↓
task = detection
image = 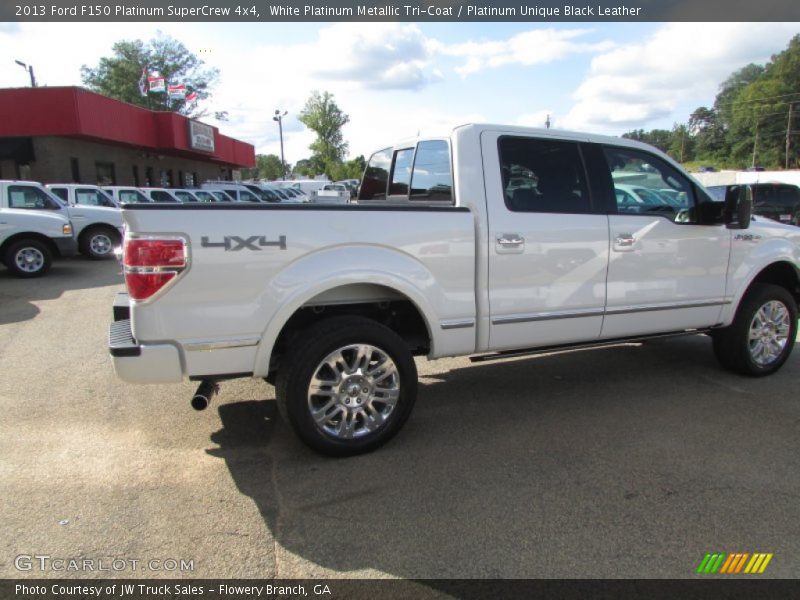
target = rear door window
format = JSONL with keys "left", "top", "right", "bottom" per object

{"left": 499, "top": 136, "right": 591, "bottom": 213}
{"left": 358, "top": 148, "right": 392, "bottom": 200}
{"left": 388, "top": 148, "right": 414, "bottom": 197}
{"left": 410, "top": 140, "right": 452, "bottom": 203}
↑
- _Work task_:
Give back all the records as they stand, but with no pictures in the copy.

- _Written answer_:
task = detection
image = 
target = rear door window
format = JSONL with keys "left", "top", "right", "bottom" per object

{"left": 499, "top": 136, "right": 591, "bottom": 213}
{"left": 358, "top": 148, "right": 392, "bottom": 200}
{"left": 388, "top": 148, "right": 414, "bottom": 197}
{"left": 410, "top": 140, "right": 452, "bottom": 203}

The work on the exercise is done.